▶ CHALLENGE
Rewrite the entries below with every "coat" renamed to "jacket" and nothing else changed. Leave the pictures out of your answer.
[START RECORDS]
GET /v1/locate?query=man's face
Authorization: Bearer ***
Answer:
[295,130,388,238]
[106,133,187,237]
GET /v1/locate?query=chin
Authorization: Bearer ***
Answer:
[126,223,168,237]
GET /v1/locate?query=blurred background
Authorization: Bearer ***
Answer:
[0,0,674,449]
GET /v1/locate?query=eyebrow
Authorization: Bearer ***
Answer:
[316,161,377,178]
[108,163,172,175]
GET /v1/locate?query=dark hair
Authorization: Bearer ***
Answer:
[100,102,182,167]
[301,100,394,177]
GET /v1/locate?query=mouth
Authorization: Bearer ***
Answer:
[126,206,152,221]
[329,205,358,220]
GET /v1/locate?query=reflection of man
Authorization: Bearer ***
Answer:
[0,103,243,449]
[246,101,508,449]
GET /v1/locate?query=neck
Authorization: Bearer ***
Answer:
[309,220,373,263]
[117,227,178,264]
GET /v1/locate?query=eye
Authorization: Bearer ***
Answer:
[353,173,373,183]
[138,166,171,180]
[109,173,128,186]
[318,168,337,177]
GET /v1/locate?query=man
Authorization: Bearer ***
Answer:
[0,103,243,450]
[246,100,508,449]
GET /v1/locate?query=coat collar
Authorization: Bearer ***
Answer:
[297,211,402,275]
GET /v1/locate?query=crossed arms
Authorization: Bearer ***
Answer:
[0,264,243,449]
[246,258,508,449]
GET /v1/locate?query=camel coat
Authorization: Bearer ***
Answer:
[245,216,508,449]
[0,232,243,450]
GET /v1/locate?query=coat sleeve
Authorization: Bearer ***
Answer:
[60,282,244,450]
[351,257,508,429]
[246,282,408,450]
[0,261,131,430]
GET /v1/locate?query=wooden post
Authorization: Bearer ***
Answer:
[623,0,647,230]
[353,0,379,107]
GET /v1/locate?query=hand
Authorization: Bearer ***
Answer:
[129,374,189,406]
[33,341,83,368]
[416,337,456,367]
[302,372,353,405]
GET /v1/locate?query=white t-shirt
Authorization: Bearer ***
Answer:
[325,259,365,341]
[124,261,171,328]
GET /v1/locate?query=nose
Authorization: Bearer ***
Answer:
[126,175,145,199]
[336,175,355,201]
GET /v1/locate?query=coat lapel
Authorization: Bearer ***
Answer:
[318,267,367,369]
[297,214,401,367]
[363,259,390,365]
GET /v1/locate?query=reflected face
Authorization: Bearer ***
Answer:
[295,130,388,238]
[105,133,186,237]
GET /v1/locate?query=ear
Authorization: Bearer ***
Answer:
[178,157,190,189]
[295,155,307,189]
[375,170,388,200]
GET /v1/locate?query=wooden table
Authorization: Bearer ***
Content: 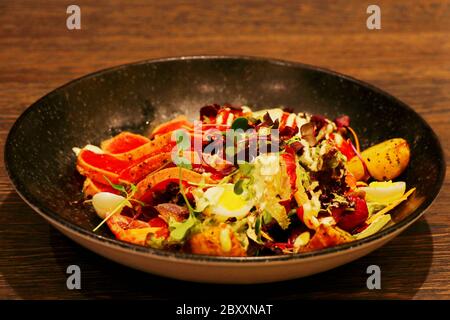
[END RECORDS]
▶ SOLUTION TO THIS EXERCISE
GET /v1/locate?query=man's face
Authorization: Bearer ***
Answer:
[295,130,388,238]
[106,133,187,237]
GET /v1/locate?query=chin
Authorization: Bearer ***
Answer:
[126,223,168,237]
GET /v1/locate?query=blurred background
Authorization: Bearer ***
Answer:
[0,0,674,449]
GET /v1/locate?query=eyebrow
Authorization: Bearer ***
Answer:
[316,161,377,178]
[108,163,172,175]
GET /v1/locate?query=dark hair
Authorization: Bearer ***
Answer:
[100,102,182,167]
[301,100,394,177]
GET /v1/locate?query=mouth
Authorization: Bearer ***
Answer:
[126,206,152,221]
[329,205,358,220]
GET /v1/locate?query=reflection of man
Authorization: Bearer ***
Answer:
[0,103,243,449]
[246,101,508,449]
GET /v1/locate?query=neck
Authorization: Bearer ***
Answer:
[309,220,373,263]
[117,227,178,264]
GET /v1/locate?query=eye
Authorization: Bearer ***
Answer:
[353,173,373,183]
[138,166,171,180]
[109,173,128,186]
[318,168,337,177]
GET /v1/locate?query=man
Authorization: Bearer ***
Answer:
[0,103,243,450]
[246,100,508,449]
GET /v1/locate?query=jacket collar
Authorization: Bearer ***
Answer:
[297,211,402,275]
GET /v1/locate?query=crossed arms
Authorization: Bearer ***
Answer:
[0,264,243,449]
[246,258,508,449]
GET /v1/locate?query=camel jacket
Authorization: Bearer ***
Answer:
[245,216,508,449]
[0,232,243,450]
GET /v1/locate?query=jacket sleeve
Authorization: Bearer ***
Answer:
[60,282,244,450]
[351,257,508,429]
[246,282,408,450]
[0,261,131,430]
GET /v1/locate?query=wooden post
Authorization: Bearer ***
Answer:
[623,0,647,230]
[353,0,379,107]
GET /v1/locate?query=hand
Authorization: Bearer ***
Answer:
[129,374,189,406]
[33,341,83,368]
[416,337,456,367]
[302,372,353,405]
GET /v1/locate?query=white t-shirt
Authorization: Bearer ***
Answer:
[325,259,365,341]
[124,261,171,328]
GET /v1/locate?query=nose
Authorization: Bearer ***
Answer:
[126,175,145,199]
[336,175,355,201]
GET /v1/locate?query=jacket lapel
Authorization: Bearer ***
Answer:
[318,267,367,369]
[297,214,401,367]
[363,259,390,365]
GET /v1/locate?query=reflected face
Authorization: Bearer ***
Answer:
[295,130,388,238]
[105,133,186,237]
GET /v1/locate?query=ear
Authorization: Bearer ***
Answer:
[178,157,190,189]
[295,155,307,189]
[375,170,388,200]
GET /v1/locate?query=wooden table
Authorization: Bearer ***
Content: 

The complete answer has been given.